◆ **DOCUMENT SEGMENT**:

Increased spending by colleges is not the cause of rising tuition, argue two economics professors at the College of William & Mary in the Washington Post's "Grade Point" blog.
The Bureau of Labor Statistics' (BLS) college tuition and fees price index back the "conventional wisdom" that the price of higher education is growing rapidly—apparently even more so than medical costs, write Robert Archibald and David Feldman.
The common narrative is that college spending, increased enrollments, and availability of loans has pushed up the price of higher education—a system expected to collapse within the next two decades.
The conventional wisdom may not be so wise
"But a number of big facts don't fit this story," write the duo. They identify two main problems in the traditional narrative:
1. The average net price a student pays is not climbing at the same rate as institutions' list prices.
2. State divestment in public higher education drives much of the rise in tuition.

◆ **TASK DESCRIPTION**: Rewrite the stretch of the article on college tuition from "Increased spending by" through "next two decades.", swapping "higher education" for "postsecondary education".

Stored records
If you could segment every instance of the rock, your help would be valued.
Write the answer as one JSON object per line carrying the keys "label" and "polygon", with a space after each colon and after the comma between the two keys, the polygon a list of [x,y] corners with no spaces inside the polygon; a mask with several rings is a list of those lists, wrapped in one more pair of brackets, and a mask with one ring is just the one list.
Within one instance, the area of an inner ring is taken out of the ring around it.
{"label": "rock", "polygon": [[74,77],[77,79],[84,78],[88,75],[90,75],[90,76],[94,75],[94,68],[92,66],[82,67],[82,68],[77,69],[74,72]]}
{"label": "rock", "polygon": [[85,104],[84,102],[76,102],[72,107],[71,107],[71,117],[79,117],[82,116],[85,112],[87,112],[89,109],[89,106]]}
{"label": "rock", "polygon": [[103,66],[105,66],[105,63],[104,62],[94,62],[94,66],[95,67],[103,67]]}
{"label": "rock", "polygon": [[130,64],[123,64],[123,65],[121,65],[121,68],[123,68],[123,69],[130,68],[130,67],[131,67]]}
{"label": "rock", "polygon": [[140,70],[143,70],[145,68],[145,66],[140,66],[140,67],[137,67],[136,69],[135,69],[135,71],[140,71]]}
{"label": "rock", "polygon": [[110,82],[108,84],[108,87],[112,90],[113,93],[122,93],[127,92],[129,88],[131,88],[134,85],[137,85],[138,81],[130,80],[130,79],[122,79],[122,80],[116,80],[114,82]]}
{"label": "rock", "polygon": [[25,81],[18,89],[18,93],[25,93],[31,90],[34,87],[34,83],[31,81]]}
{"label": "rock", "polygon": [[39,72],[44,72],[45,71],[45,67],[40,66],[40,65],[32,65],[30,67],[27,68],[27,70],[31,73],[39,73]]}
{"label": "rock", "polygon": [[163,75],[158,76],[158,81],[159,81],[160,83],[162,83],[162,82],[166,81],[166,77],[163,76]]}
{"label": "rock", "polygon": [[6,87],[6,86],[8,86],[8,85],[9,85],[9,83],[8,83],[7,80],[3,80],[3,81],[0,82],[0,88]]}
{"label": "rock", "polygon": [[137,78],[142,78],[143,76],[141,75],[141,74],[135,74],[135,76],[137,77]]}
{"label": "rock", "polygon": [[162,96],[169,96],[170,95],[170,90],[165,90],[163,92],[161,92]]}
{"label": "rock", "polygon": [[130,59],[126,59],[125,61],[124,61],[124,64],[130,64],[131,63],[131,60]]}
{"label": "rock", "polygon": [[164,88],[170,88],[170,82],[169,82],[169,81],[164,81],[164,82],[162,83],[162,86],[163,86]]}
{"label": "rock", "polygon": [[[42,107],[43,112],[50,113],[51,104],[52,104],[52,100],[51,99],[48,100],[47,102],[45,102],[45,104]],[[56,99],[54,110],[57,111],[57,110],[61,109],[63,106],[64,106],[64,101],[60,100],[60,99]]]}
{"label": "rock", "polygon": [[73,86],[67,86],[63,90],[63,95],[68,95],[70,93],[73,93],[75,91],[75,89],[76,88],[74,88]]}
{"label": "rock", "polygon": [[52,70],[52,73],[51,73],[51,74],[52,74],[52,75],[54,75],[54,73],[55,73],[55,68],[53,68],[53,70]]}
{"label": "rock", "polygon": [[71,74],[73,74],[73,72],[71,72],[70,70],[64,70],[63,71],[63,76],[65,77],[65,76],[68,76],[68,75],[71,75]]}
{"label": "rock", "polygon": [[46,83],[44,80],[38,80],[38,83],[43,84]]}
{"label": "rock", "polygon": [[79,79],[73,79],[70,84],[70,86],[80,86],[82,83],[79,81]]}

◆ **SOLUTION FOR THIS PROBLEM**:
Increased spending by colleges is not the cause of rising tuition, argue two economics professors at the College of William & Mary in the Washington Post's "Grade Point" blog.
The Bureau of Labor Statistics' (BLS) college tuition and fees price index back the "conventional wisdom" that the price of postsecondary education is growing rapidly—apparently even more so than medical costs, write Robert Archibald and David Feldman.
The common narrative is that college spending, increased enrollments, and availability of loans has pushed up the price of postsecondary education—a system expected to collapse within the next two decades.